- Records for this task:
#####
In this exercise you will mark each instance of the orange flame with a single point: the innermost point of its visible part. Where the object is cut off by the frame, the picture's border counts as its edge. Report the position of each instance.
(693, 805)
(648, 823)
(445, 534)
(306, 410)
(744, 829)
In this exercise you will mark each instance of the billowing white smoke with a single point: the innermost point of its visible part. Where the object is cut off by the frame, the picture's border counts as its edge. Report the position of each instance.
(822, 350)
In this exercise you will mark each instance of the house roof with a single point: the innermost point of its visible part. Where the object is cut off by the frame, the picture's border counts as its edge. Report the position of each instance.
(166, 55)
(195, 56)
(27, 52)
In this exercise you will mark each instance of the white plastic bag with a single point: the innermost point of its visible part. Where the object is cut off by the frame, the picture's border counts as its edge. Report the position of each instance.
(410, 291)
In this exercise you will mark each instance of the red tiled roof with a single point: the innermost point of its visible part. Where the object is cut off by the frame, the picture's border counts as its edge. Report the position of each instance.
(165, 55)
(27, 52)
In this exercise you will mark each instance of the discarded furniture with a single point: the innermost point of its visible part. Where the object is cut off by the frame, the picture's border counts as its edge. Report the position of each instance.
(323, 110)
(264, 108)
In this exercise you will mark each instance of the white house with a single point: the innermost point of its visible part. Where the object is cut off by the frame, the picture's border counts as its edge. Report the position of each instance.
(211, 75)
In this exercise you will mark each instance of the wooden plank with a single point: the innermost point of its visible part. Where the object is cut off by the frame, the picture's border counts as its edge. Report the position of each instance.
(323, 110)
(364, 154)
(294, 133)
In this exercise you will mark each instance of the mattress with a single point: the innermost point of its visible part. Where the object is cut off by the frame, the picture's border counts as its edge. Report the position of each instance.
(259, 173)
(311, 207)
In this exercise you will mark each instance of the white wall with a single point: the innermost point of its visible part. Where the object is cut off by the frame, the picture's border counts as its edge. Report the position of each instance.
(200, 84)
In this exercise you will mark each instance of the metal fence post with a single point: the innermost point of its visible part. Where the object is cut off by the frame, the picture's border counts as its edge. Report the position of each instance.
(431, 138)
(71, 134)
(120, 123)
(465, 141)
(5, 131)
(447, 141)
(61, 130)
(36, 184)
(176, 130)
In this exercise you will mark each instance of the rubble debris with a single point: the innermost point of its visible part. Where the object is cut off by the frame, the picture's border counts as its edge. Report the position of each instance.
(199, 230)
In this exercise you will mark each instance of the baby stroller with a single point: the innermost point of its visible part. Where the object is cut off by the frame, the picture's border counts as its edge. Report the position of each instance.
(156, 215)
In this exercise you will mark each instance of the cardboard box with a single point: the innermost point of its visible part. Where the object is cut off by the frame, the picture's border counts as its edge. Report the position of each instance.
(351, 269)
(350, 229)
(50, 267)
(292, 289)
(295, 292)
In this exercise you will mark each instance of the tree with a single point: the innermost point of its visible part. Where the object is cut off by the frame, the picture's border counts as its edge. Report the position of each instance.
#####
- Stated problem: Reproduce all of the records exactly.

- Finished task:
In this exercise you will mark each instance of the orange flame with a single point: the innermost point of its visible part. Where the object is cut off by the frame, the picture's border counts as its edge. Report the position of each instance.
(693, 805)
(648, 823)
(445, 534)
(306, 410)
(744, 829)
In this exercise you will mark each instance of the billowing white smoke with a single point: the innermost point of its visible part. Where the object is cut off by the frame, the picture's border counts as its edge. Report the position of each instance.
(822, 350)
In this exercise you will mark each instance of the house roof with a single point: the innermost point of its visible part. Where the object is cut off by the frame, the picture's border counts as its edge. Report the position of each instance.
(166, 55)
(195, 56)
(27, 52)
In this exercise you will mark each instance of the white plastic bag with a single point: the innermost point of its visible part. Where the object is cut off by the frame, the picture's border counts as its edge. Report the position of each instance.
(410, 291)
In this exercise you will mark each instance of the red tiled roof with a single point: the innermost point of its visible part. Where the object is cut off by the frame, the picture's border counts as its edge. Report the position of each instance.
(165, 55)
(27, 52)
In this exercise you will mark each instance of the discarded furniture with a single point: the innermost point of its visible part. Where the object is cut off by the frame, the picture's border counts as its edge. Report the position of each instance.
(323, 110)
(264, 108)
In this exercise you will mark each instance of the white house with a single point: the innermost point of its visible part. Where the object is cut off by the frame, the picture's border counts as its edge. Report the position of each instance.
(211, 75)
In this exercise you will mark each instance of the wooden plank with a single point: the innermost point of its visible part. Where the object is cut off by the frame, the picture's border counts as its edge. Report the position of each instance.
(323, 110)
(364, 154)
(294, 133)
In this exercise you will mark each instance of the mattress with a single point: the innermost point of its visible part. Where the object is cut off by the frame, the picture's border counts as its edge. Report the position of each instance.
(259, 173)
(311, 207)
In this exercise you will mark each instance of the white wall with a single point: the innermost point of its visible part. Where the object is cut off by the frame, the picture's border counts as its edge. Report the position of each instance.
(200, 84)
In this exercise you will mark each instance of the metal fence post with a single point: the innermost point of its visible part. Where the object is cut off by the frame, the picture's border counts as its edge. Report the position of each instance.
(431, 138)
(71, 134)
(120, 123)
(465, 141)
(5, 131)
(447, 141)
(61, 130)
(36, 184)
(176, 130)
In this exercise you will mark each instance of the rubble debris with a single point: the innermost point of its visible part. Where the object is cut off by the frame, the picture's border counts as its edge. Report the position of each instance.
(199, 230)
In this exercise you will mark each instance of the baby stroller with a single point: the innermost point of its visible part. Where the object is cut off by the frame, the picture's border counts as its edge. Report the position of each instance.
(156, 215)
In this exercise you will mark each instance of the cardboard box with a single point: the innermost point of its visible part. Where the object is cut off by the frame, the picture's border counts as its edge. Report the position of each instance.
(351, 269)
(350, 229)
(50, 267)
(292, 289)
(295, 292)
In this exercise you will mark each instance of the tree with a single point: the innermost point of its visible part. Where the object is cut off by the frame, the picture's border counts as its edge. Report the position of each instance.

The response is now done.